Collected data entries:

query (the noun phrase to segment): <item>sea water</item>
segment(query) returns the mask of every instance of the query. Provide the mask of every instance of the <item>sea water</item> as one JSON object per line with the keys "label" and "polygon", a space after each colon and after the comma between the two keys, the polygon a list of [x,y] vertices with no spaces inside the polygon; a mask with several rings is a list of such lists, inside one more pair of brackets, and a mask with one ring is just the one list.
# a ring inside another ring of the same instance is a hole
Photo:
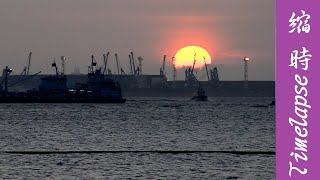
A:
{"label": "sea water", "polygon": [[272,100],[0,104],[0,179],[275,179]]}

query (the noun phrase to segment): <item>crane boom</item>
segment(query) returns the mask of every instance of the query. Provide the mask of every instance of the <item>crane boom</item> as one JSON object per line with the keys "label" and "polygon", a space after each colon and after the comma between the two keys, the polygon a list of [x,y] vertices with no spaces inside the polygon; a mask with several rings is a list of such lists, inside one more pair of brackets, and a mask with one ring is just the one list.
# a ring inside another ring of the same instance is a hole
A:
{"label": "crane boom", "polygon": [[132,58],[133,73],[134,73],[134,75],[136,75],[136,65],[135,65],[135,63],[134,63],[133,52],[131,52],[131,58]]}
{"label": "crane boom", "polygon": [[104,74],[106,72],[106,54],[103,54],[102,56],[103,56],[103,64],[104,64],[102,74]]}
{"label": "crane boom", "polygon": [[103,55],[103,61],[104,61],[104,69],[103,69],[103,74],[105,74],[107,72],[107,68],[108,68],[108,59],[109,59],[109,52],[107,52],[107,54]]}
{"label": "crane boom", "polygon": [[194,58],[193,58],[193,65],[192,65],[192,69],[191,69],[191,73],[193,74],[193,70],[194,70],[194,66],[196,65],[197,59],[196,59],[197,54],[194,54]]}
{"label": "crane boom", "polygon": [[24,67],[20,75],[27,75],[27,67]]}
{"label": "crane boom", "polygon": [[121,68],[121,75],[126,75],[126,73],[124,72],[124,70]]}
{"label": "crane boom", "polygon": [[116,63],[117,63],[117,69],[118,69],[118,74],[120,74],[120,70],[119,70],[119,61],[118,61],[118,54],[114,54],[116,56]]}
{"label": "crane boom", "polygon": [[175,81],[177,78],[177,69],[175,65],[175,57],[172,57],[172,66],[173,66],[173,80]]}
{"label": "crane boom", "polygon": [[207,67],[207,62],[206,62],[206,57],[204,57],[204,56],[203,56],[203,61],[204,61],[204,66],[206,67],[208,81],[210,81],[209,72],[208,72],[208,67]]}
{"label": "crane boom", "polygon": [[165,65],[166,65],[166,57],[167,57],[167,55],[164,55],[163,56],[163,63],[162,63],[162,72],[163,72],[163,74],[165,74]]}
{"label": "crane boom", "polygon": [[129,60],[130,60],[130,71],[131,74],[133,74],[133,70],[132,70],[132,60],[131,60],[131,55],[129,54]]}
{"label": "crane boom", "polygon": [[31,55],[32,55],[32,52],[30,52],[30,53],[29,53],[29,57],[28,57],[28,66],[27,66],[27,72],[26,72],[26,75],[29,75],[30,64],[31,64]]}

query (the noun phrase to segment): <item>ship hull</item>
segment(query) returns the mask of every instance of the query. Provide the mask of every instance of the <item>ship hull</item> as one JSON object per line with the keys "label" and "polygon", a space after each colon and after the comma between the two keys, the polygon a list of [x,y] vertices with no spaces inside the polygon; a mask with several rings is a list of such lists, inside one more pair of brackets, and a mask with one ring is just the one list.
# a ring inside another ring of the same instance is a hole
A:
{"label": "ship hull", "polygon": [[126,99],[37,99],[37,98],[0,98],[0,103],[125,103]]}
{"label": "ship hull", "polygon": [[208,97],[207,96],[195,96],[195,97],[192,97],[191,100],[193,100],[193,101],[207,101]]}

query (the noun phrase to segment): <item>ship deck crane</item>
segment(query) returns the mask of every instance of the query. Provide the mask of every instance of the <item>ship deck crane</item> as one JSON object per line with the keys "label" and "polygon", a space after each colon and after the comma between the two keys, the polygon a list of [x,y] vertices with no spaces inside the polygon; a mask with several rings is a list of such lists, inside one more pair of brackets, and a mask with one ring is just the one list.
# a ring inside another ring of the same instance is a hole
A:
{"label": "ship deck crane", "polygon": [[29,53],[27,66],[23,67],[23,70],[20,73],[20,75],[29,75],[30,64],[31,64],[31,55],[32,55],[32,52]]}
{"label": "ship deck crane", "polygon": [[28,80],[28,79],[31,79],[31,78],[33,78],[34,76],[37,76],[37,75],[40,74],[40,73],[41,73],[41,71],[39,71],[39,72],[37,72],[37,73],[35,73],[35,74],[33,74],[33,75],[30,75],[30,76],[28,76],[28,77],[26,77],[26,78],[24,78],[24,79],[22,79],[22,80],[20,80],[20,81],[18,81],[18,82],[15,82],[15,83],[13,83],[13,84],[10,84],[10,85],[8,85],[8,87],[12,87],[12,86],[16,86],[16,85],[22,84],[24,81],[26,81],[26,80]]}

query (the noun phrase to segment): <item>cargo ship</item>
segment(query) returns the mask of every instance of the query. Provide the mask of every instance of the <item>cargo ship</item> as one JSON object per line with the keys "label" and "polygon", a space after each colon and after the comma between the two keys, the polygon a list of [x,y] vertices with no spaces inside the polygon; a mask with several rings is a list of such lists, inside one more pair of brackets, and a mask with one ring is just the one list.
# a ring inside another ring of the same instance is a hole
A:
{"label": "cargo ship", "polygon": [[125,103],[122,97],[121,87],[110,77],[105,76],[101,68],[91,70],[87,75],[86,83],[77,83],[74,88],[68,88],[68,78],[58,73],[56,63],[56,74],[42,77],[38,90],[32,89],[26,92],[8,91],[8,77],[12,72],[6,67],[4,69],[4,89],[0,87],[0,103]]}

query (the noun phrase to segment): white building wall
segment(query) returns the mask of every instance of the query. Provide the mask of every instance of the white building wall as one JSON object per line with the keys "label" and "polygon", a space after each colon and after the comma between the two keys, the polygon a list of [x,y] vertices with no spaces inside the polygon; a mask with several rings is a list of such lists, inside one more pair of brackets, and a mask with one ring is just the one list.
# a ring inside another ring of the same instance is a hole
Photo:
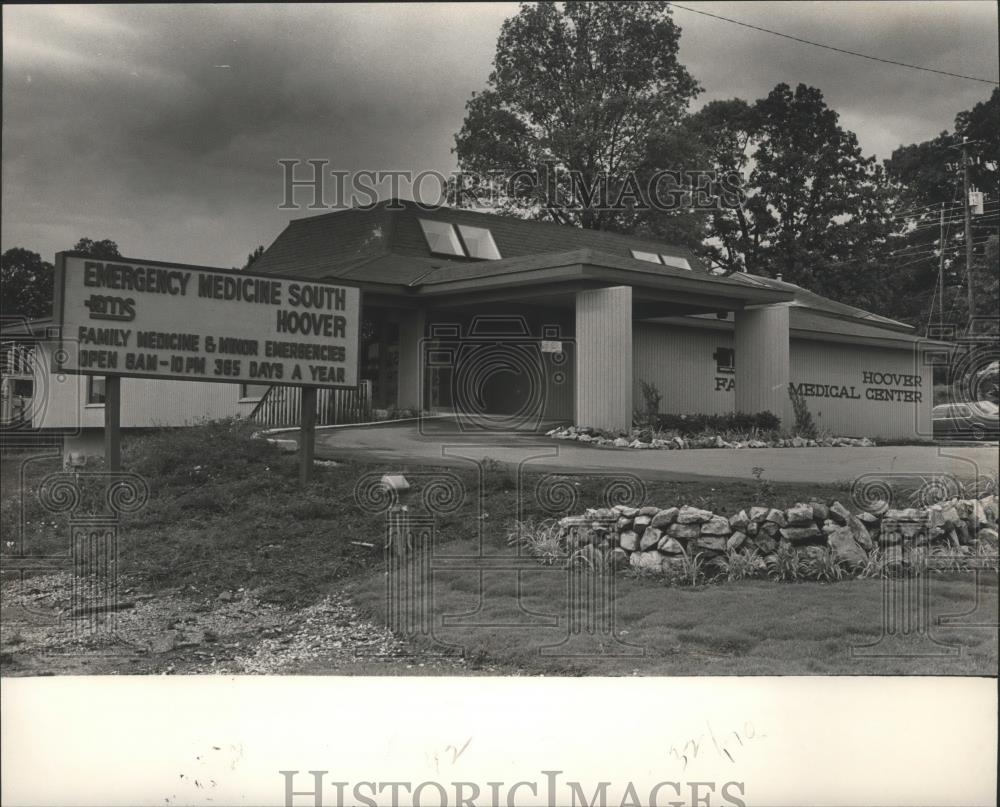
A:
{"label": "white building wall", "polygon": [[[662,413],[734,411],[735,374],[720,372],[713,358],[718,348],[733,344],[728,329],[636,323],[633,408],[643,405],[644,380],[663,395]],[[791,383],[803,393],[816,425],[842,436],[930,439],[933,377],[931,367],[923,364],[908,345],[896,349],[822,342],[794,332],[790,340]],[[834,397],[844,394],[850,397]]]}
{"label": "white building wall", "polygon": [[[49,346],[38,365],[32,424],[36,428],[102,428],[104,406],[87,404],[87,376],[51,374]],[[247,416],[256,401],[240,401],[239,384],[122,379],[123,428],[184,426],[201,419]]]}

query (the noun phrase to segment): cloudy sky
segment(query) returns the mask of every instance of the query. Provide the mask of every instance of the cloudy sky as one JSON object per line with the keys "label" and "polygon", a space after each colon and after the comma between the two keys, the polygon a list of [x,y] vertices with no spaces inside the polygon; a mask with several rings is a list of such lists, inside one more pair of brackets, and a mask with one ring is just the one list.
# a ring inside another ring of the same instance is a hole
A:
{"label": "cloudy sky", "polygon": [[[684,5],[696,5],[693,2]],[[698,3],[886,59],[996,80],[993,2]],[[454,168],[513,4],[5,6],[2,249],[242,264],[289,218],[279,159]],[[819,87],[869,154],[953,126],[988,84],[879,64],[677,9],[716,98]]]}

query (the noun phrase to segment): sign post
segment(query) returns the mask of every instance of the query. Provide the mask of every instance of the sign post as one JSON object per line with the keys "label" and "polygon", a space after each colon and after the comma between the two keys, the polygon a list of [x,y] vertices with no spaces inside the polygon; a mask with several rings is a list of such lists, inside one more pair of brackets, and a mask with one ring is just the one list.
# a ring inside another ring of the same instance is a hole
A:
{"label": "sign post", "polygon": [[104,382],[104,464],[122,469],[122,379],[109,375]]}
{"label": "sign post", "polygon": [[316,450],[316,387],[302,387],[302,413],[299,416],[299,482],[312,479],[313,454]]}
{"label": "sign post", "polygon": [[54,312],[53,371],[106,379],[111,470],[121,465],[123,378],[299,387],[303,483],[318,389],[359,385],[361,290],[335,281],[60,252]]}

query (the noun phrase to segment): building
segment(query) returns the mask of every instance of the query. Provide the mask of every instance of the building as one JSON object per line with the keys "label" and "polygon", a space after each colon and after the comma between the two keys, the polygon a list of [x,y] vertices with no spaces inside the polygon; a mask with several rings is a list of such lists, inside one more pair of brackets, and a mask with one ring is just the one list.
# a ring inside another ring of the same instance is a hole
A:
{"label": "building", "polygon": [[[359,412],[625,430],[647,383],[664,413],[769,410],[788,423],[791,388],[836,434],[932,434],[930,359],[943,343],[781,280],[713,275],[656,241],[391,200],[291,221],[253,271],[362,289]],[[36,338],[45,327],[32,326]],[[33,426],[75,428],[74,444],[92,450],[101,380],[56,382],[43,357]],[[290,394],[148,379],[122,388],[125,428],[247,417]]]}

_PROBLEM REQUIREMENTS_. Scan the entries above for the line containing "the <item>ship hull</item>", and copy it and all lines after it exactly, down to and including the line containing "query (the noun phrase to segment): <item>ship deck".

_YOUR SOLUTION_.
segment(query) returns the mask of every instance of the query. Provide the mask of every instance of the <item>ship hull</item> as one JSON object per line with the keys "label" and "polygon", a space after each colon and after the comma between the two keys, the polygon a list of [x,y] vertices with no spaces inside the polygon; a mask with several rings is a list of such lists, inside one more pair of brackets, and a mask with one ring is just the one list.
# a ring inside another ring of the same instance is a hole
A:
{"label": "ship hull", "polygon": [[126,99],[37,99],[37,98],[0,98],[0,103],[125,103]]}
{"label": "ship hull", "polygon": [[208,97],[207,96],[195,96],[195,97],[192,97],[191,100],[193,100],[193,101],[207,101]]}

query (the noun phrase to segment): <item>ship deck crane</item>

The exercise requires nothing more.